*Records for this task*
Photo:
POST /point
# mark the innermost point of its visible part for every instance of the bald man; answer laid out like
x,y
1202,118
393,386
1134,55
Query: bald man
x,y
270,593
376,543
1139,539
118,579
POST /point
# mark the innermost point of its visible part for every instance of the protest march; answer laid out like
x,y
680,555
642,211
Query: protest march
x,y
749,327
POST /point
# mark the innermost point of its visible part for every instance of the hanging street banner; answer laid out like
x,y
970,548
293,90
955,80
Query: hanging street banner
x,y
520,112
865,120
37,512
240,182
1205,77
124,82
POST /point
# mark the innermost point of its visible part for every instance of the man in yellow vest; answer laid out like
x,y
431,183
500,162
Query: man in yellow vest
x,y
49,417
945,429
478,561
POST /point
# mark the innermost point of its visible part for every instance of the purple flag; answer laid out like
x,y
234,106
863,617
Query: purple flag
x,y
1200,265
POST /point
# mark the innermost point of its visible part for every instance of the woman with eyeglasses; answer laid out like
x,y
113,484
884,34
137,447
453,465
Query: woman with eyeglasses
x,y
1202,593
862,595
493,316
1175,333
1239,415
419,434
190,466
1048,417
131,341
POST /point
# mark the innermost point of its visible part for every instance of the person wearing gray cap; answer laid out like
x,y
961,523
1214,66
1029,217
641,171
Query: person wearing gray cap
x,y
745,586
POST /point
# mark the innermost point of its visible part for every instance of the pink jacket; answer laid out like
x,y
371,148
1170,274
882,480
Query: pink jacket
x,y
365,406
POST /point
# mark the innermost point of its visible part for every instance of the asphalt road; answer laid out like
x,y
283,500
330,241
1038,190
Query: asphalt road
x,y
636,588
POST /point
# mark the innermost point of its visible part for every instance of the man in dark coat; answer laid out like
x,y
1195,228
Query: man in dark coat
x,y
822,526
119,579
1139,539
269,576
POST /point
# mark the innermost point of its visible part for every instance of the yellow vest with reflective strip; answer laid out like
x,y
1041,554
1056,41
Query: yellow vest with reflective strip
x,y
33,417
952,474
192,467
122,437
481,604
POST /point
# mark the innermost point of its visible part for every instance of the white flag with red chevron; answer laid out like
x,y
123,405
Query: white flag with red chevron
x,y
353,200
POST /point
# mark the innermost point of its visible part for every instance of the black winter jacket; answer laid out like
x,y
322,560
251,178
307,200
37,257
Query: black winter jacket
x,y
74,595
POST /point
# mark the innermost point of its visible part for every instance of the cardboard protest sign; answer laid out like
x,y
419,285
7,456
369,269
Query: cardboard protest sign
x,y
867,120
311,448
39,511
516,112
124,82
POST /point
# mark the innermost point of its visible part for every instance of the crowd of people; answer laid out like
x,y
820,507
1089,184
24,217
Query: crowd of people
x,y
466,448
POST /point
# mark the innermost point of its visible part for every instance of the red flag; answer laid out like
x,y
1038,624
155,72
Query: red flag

*What to produce*
Each line above must be printed exactly as it appears.

*The completed task*
Photo:
POST /point
# mark the innermost point of its visible part for every instance of the bald man; answer laid out like
x,y
1202,118
393,386
1134,55
Query: bald man
x,y
270,593
376,543
1139,539
118,579
POST /point
# mark the innermost point of its visible part for every instance of the protest march; answer laid out like
x,y
680,555
642,211
Query: protest march
x,y
749,327
POST /point
# mark the innermost point of its visible part for every instance of the hanging street banner; answer laid out like
x,y
970,548
293,90
955,80
Query: hanging street banner
x,y
520,112
865,120
37,512
240,182
1205,77
124,82
POST /point
# mark the innermost point of its visible part for every instance of the man in yellow vest; answer laid out like
x,y
431,183
500,162
Query: man in yellow vest
x,y
49,417
945,429
478,561
POST /point
# mark the innermost point of its visible part for every instance of the purple flag; answer laid out like
x,y
234,106
863,617
Query: purple flag
x,y
1200,265
POST /point
# mark the innermost point of its visible part for every instance of the woman with eyeglasses; answer laid out like
x,y
113,484
884,34
137,447
453,465
Query: woman with eyeglasses
x,y
1202,593
862,595
493,316
1175,333
1239,415
419,434
190,466
1048,417
131,341
POST /point
# mark the innermost point of its visible part for every instance of the person wearing gray cap; answer laid out like
x,y
961,523
1214,66
1029,217
641,171
Query: person wearing gray cap
x,y
745,586
POST /point
# mark the innermost point of its visible part for every instance of the pink jacket; answer laid out like
x,y
371,148
1170,274
882,480
Query: pink jacket
x,y
365,406
POST /point
# mark the innermost point of its visible part for every instance of the asphalt road; answer laid out like
x,y
283,500
330,241
1038,190
Query: asphalt road
x,y
636,588
POST /point
# mark the innermost point of its visible part for every instance of the man in dark coat; answer laid out like
x,y
1195,228
Query: man in dark coat
x,y
822,526
119,579
1139,539
269,576
POST /point
# mark the innermost point of its visible part for every instance of the yellow vest with reflective strip; answer laid out like
x,y
1041,554
1056,41
Query: yellow vest with reflective strip
x,y
33,417
952,474
192,467
122,437
481,604
POST /point
# mark the innermost point of its visible part for every instance of the white flag with red chevron; answer laid out like
x,y
123,405
Query: white flag with red chevron
x,y
353,200
POST /point
# mark the innermost point of its visible part for every instance of the black winter jacket; answer laid out like
x,y
322,560
251,178
307,200
37,257
Query: black winter jacket
x,y
74,595
POST /point
# mark the innermost point of its visible part for every instance of the cardboard protest sign; answer laid out like
x,y
419,285
7,456
369,269
Query: cardboard protest sign
x,y
867,120
311,448
39,511
516,112
124,82
POST /point
# mark the innermost point of its visible part for every instance of the crowd of people; answer laid out like
x,y
820,507
1089,184
24,217
Query: crowd of people
x,y
466,448
POST /point
# mark the innermost point of its visible part for every instance of the red flag; answer laid out like
x,y
1038,624
155,72
Query: red flag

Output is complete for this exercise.